> [TASK INSTRUCTIONS]:
Take the material and output all of it exactly.

[A run of records]

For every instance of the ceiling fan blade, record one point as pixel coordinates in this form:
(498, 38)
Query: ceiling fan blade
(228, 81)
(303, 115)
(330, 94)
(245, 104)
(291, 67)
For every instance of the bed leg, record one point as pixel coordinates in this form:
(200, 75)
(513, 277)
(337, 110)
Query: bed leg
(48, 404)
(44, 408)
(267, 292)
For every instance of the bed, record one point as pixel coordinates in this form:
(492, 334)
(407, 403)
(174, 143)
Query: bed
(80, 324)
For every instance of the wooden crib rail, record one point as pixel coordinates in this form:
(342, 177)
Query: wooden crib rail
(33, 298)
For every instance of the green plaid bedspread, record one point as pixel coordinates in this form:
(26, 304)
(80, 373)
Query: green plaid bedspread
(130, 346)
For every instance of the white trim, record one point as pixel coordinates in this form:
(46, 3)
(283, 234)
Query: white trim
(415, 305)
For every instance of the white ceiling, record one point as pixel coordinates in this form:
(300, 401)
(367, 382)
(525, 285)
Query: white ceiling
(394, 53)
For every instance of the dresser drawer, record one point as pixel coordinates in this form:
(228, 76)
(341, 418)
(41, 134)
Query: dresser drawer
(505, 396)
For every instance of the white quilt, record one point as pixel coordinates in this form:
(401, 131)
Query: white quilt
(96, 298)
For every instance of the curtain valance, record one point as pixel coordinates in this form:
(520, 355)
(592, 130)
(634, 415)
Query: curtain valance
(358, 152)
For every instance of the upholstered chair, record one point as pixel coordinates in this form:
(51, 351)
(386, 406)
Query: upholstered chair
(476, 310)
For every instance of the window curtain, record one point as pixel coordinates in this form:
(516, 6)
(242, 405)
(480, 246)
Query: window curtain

> [THE COMPLETED TASK]:
For every instance of the ceiling fan blade, record one point as pixel coordinates in this form:
(498, 38)
Query: ceiling fan blade
(228, 81)
(303, 115)
(330, 94)
(245, 104)
(291, 67)
For every instance of the bed leg, record one point as pixel coordinates in this form:
(200, 75)
(513, 277)
(337, 110)
Query: bed leg
(48, 404)
(44, 408)
(267, 292)
For every instance of the bed, record one point as pixel coordinates in this form:
(492, 334)
(407, 403)
(174, 143)
Query: bed
(80, 324)
For every instance of the wooden crib rail, record one point as pixel coordinates in this form:
(342, 177)
Query: wooden crib rail
(33, 298)
For every instance of the green plaid bedspread, record one point as pixel coordinates in this form:
(26, 304)
(80, 373)
Query: green plaid bedspread
(130, 346)
For every instance of the white trim, record one point as pixel coordinates in this form:
(46, 3)
(283, 234)
Query: white trim
(415, 305)
For every instance of the white ceiling, record one point as pixel coordinates in this form:
(300, 401)
(367, 382)
(525, 285)
Query: white ceiling
(394, 53)
For every instance of the dresser drawer, record one point as pixel coordinates in this form:
(228, 76)
(341, 418)
(41, 134)
Query: dresser drawer
(505, 396)
For every instance of the white quilt, record one point as pixel coordinates in this form:
(401, 131)
Query: white quilt
(96, 298)
For every instance of the curtain valance, record one point as pixel coordinates in this form:
(520, 355)
(592, 130)
(634, 415)
Query: curtain valance
(358, 152)
For every instance of the upholstered chair, record one point as pixel coordinates in this form:
(51, 351)
(386, 406)
Query: upholstered chair
(476, 310)
For every instance of the window curtain, record one point as pixel coordinates in this form:
(516, 6)
(242, 405)
(480, 246)
Query: window curtain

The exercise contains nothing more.